[[ Given records, beginning ]]

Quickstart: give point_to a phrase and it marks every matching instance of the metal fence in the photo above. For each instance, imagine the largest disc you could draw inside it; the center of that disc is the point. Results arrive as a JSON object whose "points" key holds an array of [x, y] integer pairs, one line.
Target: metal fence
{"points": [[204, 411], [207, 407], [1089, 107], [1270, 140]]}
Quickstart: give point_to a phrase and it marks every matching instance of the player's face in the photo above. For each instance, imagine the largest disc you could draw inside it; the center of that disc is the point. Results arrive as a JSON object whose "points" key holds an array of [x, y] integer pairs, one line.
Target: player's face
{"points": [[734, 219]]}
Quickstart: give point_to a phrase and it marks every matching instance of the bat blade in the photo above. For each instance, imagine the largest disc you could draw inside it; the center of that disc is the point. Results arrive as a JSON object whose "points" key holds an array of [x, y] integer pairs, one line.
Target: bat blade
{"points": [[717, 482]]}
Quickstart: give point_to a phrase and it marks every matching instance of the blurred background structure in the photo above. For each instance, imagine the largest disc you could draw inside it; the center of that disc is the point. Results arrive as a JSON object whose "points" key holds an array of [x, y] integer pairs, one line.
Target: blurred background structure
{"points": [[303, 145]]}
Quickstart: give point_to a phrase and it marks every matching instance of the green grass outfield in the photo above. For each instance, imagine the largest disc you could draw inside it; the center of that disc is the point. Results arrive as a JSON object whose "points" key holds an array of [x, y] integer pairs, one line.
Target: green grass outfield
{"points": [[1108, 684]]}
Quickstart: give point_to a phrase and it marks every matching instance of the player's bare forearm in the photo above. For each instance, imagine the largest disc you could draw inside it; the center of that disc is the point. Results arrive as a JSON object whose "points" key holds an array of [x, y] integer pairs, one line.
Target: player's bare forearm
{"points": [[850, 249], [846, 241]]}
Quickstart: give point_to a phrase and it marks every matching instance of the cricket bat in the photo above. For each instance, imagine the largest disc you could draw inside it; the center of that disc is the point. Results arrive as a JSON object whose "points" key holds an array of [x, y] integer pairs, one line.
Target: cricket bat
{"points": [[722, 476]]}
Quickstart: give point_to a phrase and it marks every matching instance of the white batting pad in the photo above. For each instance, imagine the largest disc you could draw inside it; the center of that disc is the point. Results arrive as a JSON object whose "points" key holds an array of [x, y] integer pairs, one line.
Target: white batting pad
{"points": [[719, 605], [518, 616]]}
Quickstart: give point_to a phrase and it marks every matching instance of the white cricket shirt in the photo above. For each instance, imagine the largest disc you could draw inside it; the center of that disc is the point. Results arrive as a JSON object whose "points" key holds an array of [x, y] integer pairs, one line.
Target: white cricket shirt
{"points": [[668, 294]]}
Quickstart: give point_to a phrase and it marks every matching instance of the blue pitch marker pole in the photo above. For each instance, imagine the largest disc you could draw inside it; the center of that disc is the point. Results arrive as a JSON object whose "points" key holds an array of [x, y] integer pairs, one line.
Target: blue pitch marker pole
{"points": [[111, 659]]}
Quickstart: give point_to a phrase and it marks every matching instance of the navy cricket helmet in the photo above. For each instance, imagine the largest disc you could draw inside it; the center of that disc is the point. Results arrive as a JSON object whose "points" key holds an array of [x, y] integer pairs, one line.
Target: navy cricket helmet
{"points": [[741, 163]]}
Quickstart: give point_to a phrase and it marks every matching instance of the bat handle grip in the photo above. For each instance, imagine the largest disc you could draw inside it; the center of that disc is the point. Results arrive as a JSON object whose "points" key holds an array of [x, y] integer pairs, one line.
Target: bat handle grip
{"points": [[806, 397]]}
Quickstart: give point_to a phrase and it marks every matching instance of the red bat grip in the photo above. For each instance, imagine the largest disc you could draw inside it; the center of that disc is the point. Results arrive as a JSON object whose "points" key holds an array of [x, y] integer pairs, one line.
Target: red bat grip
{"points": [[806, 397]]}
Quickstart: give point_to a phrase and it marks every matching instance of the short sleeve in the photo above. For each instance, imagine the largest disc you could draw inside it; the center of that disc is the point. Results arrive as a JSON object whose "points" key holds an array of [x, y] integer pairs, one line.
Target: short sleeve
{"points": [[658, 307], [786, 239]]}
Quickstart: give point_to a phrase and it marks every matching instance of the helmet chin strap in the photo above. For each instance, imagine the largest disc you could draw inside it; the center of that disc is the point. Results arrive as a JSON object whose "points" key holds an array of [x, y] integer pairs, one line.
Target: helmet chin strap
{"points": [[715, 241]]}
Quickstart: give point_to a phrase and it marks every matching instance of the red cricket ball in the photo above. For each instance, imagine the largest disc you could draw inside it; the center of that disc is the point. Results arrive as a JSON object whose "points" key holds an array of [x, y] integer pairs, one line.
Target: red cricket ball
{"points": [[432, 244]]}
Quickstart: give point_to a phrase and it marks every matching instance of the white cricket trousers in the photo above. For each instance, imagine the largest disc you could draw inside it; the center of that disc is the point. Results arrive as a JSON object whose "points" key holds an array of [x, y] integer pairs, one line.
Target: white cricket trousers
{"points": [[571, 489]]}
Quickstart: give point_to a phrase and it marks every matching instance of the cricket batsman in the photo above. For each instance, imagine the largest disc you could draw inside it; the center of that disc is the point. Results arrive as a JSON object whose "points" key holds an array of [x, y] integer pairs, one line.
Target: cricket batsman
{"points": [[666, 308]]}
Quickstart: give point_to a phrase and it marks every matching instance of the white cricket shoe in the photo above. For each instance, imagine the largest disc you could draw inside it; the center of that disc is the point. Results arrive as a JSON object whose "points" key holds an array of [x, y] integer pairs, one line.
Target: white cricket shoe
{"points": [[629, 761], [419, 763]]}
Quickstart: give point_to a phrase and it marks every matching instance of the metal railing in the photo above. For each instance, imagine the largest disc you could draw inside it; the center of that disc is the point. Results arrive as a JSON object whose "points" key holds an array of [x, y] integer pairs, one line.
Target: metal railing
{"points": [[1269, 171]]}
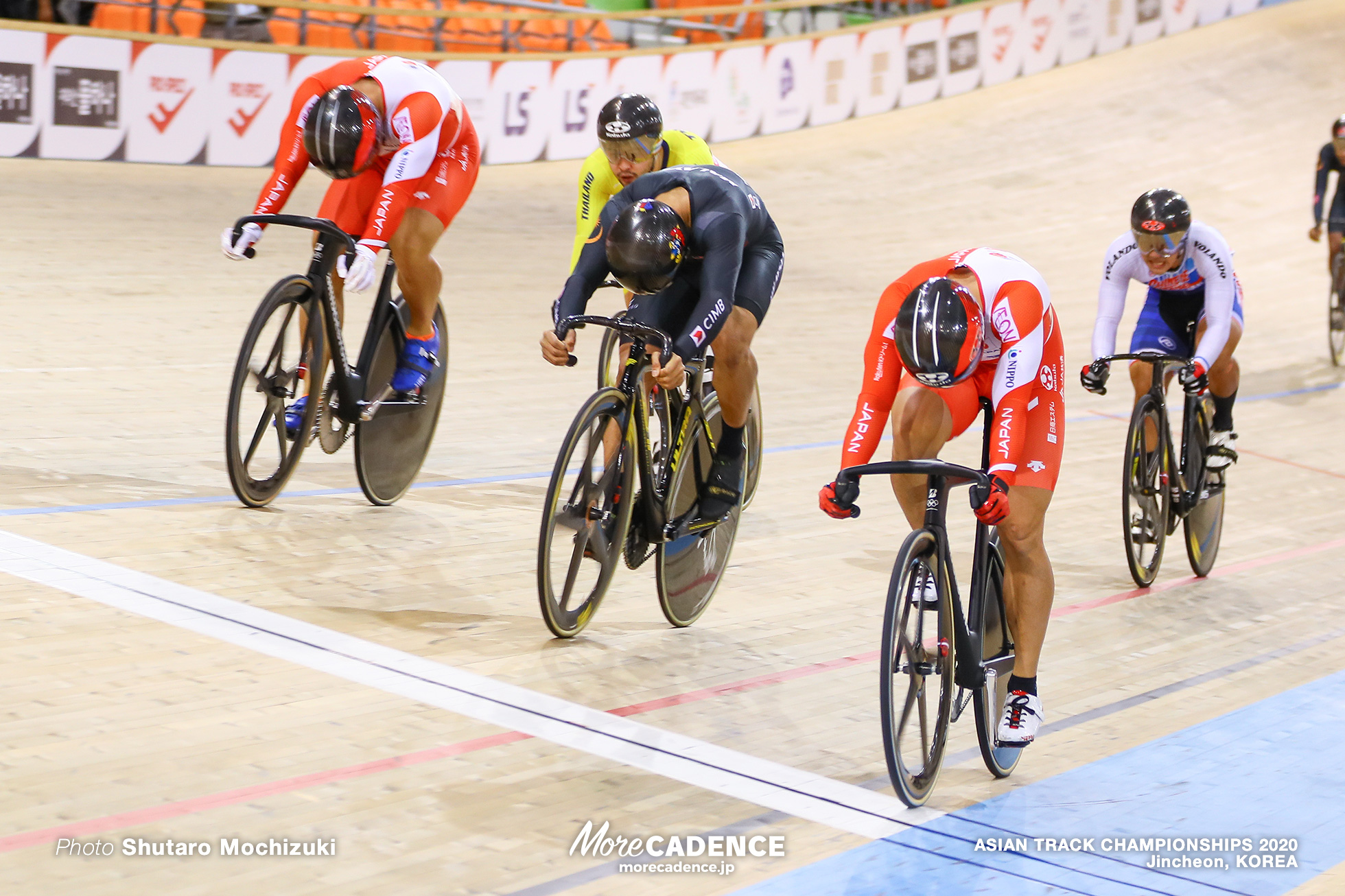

[[ Given records, end ]]

• _Assignment_: Pictures do not belong in the copy. Reproduce the rest of the data exactly.

• _Solution to this problem_:
Quickstart: give point_to a phrase and it marks every matching instance of the metal fence in the photo above. For each instance, imagine the largest disc you could draw inside it; the center of that disc is the point. Results arrive as a JSON object whose "points" key holds an array of [x, y] integer pairs, one line.
Target: metal fence
{"points": [[204, 411], [207, 407], [1089, 107], [1270, 140]]}
Quickstart: give point_to a phrase and it marks every matching instance of the player's face in the photo above. For each instance, imagine the largest disc you could draw inside it; the center of that disc is the point. Results arrive as a JSON object whose "points" key holds an array of [x, y] integer pairs, one line.
Target: player's face
{"points": [[734, 219]]}
Quickstart: give point_to a phrase and it marks every matching instance of the bat blade in the photo above. For each instance, imagine the largest disc you could draw inside it; the center of that disc is the point. Results arrive as a JSON object whose "points" key holds an array of [x, y] integer pairs, one line.
Target: bat blade
{"points": [[717, 482]]}
Quickstart: give point_to a phrase and it marks every matching instance of the blurred background structure in the photo above. For each instance, imagine the largest disc you could draw inside it; the center of that disc is the point. Results arrive as a JSON object whose "points" key holds an array of [x, y] integer pairs, one line.
Target: blurred background structure
{"points": [[303, 145]]}
Quickstart: give point_to a phrase and it marks every matching instance of the green grass outfield in the photo above. For each instance, imagine the largest disc you could draw inside it; the center of that disc is the point. Results arrive as a JSON object whose "points" key holds an array of [x, y] integer pairs, one line.
Target: green grass outfield
{"points": [[1108, 684]]}
Quickstart: give point_to a phrase and it marks every matching instance of the player's bare forearm in the photo above. For each instance, imagine the largest disc you could draw inside it; the center of that disc is the point. Results arrive as a JSON object whose "points" key holds an array of [x, y] integer pairs, one line.
Target: player's bare forearm
{"points": [[850, 249], [846, 241]]}
Quickstart: give point_to a phrase and it marks every matching instance of the cricket bat in the photo above. For each instance, imagine the largest disc you could draw inside it; the center of that disc is the point. Results arrive as a JSON object whose "points" key holds an array of [x, y] integer pairs, one line.
Target: cricket bat
{"points": [[722, 476]]}
Quickstart: give point_to a phrase and it marks every matching instance of the white batting pad in the photo above. For each instance, imagine the largest disc you could draw inside it; the center of that disc is the point. Results arrive as a JSON object whose "points" key holds an array of [x, y] integer pairs, one line.
Target: white batting pad
{"points": [[719, 605], [518, 616]]}
Quickstart: give point_to a phrase and it marks every matching instance of the white cricket shirt in the photo above. For each instance, imagine the largest disc you could draw inside it; the center of that disc is the point. Results arrive as a JSON object whose "points" key holds an array of [x, y] integer pairs, one line.
Target: white cricket shirt
{"points": [[668, 294]]}
Quickstart: give point_to a phrase and it marks every matching instance of the blue pitch marker pole in the photo above. For each instance, imagine the largest disc you could draw inside it; the center of that disc is the point. Results arrive as a JSON object whose "points" key holds an array of [x, y] integer pairs, one line.
Target: blue pitch marker pole
{"points": [[111, 659]]}
Quickstart: give point_to a phrase and it marks every matching instance of the navy cricket helmet in the photo above. For each instance, imagine the largest disc you could draw inside it; the center of that disc is the point. Results arrive as a JSON object whose "points" key holds an array of [x, y] integer pairs, one line.
Target: navy cricket helmet
{"points": [[741, 163]]}
Quickstart: give point_to a phrase and it marks every matching instance of the bat handle grip in the photo above. For each instance, imagine the largest disc you could draw inside it; the center of that disc is the point. Results arrive as a JSON object whose "points" key holds an array of [x, y] integer pairs, one line.
Target: bat handle grip
{"points": [[806, 397]]}
Quickstart: give point_to a phrase and it marks every matching instance of the red bat grip in the photo above. For each instance, imagine the largest disc you could draw inside it; the center of that disc is the point. Results arrive as a JSON object whose "points" key holds an array of [x, y] integer pairs, one line.
Target: red bat grip
{"points": [[806, 397]]}
Quickstart: give point_to a phrase and it marks every matching instance of the short sleeve in the photo above. For each instance, imagine the largest disc you could draw inside it; the center of that disc is the point. Results arrive as a JSON object whose "points" key holds an array of [x, y] integer pairs, one line.
Target: short sleeve
{"points": [[658, 307], [786, 239]]}
Quickstart: give point_to a phrase and it marks every matching instance of the helmet chin strap in the photo above. For each instance, imagine the largest disc you could draw inside it; the center of that disc is the point. Results arrive as a JSON object whose "points" key holds an array of [x, y] integer pairs, one line.
Target: helmet chin strap
{"points": [[715, 241]]}
Quickstart: give point_to a phrase and it marks every matching instance of the red cricket ball in the photo above. For each instance, imagine the largest disc you could draw inside it; the center of that disc is the point. Results arrive as a JSON object whose "points" key holds an array of [x, y] integer pairs, one line.
Target: red cricket ball
{"points": [[432, 244]]}
Quickstart: give point_to a phrase and it marks every matching instance of the white cricket trousers in the photo above. For each instance, imagine the largest disc you could draw inside it; the center of that disc is the point. Results arrive as a JSON object whose "points" key holds an array of [x, y] integer pairs, one line.
Target: white cricket trousers
{"points": [[571, 489]]}
Quickstart: give point_to a phrase and it marks every matching instance of the cricket batsman in the photo above. For each instance, imagine the largest disc you could draw inside it; the center of that disc is the point. Results arrive as a JSON object whose "points" key holds an array of [x, y] integer pairs, one line.
Target: cricket batsman
{"points": [[666, 308]]}
Quickstart: give point_to a phrase and it marks every matching instance of the white cricket shoe in the photo above. For each instance, imagine the largest disc you could draw inside it; the center of that disc is the point. Results arrive as a JSON object whose "points" key holds an array of [x, y] integer pairs, one line.
Target: white cricket shoe
{"points": [[629, 761], [419, 763]]}
Quickstart: give point_to a phrase and it marks every matching instance of the metal railing in the photo above. For each instance, imagine the largest disc you could draw inside it; the center of that disc is the point. Results arrive as a JSON object whose "points" key holds an array of [x, y] integer pairs, one line.
Target: metal railing
{"points": [[1269, 171]]}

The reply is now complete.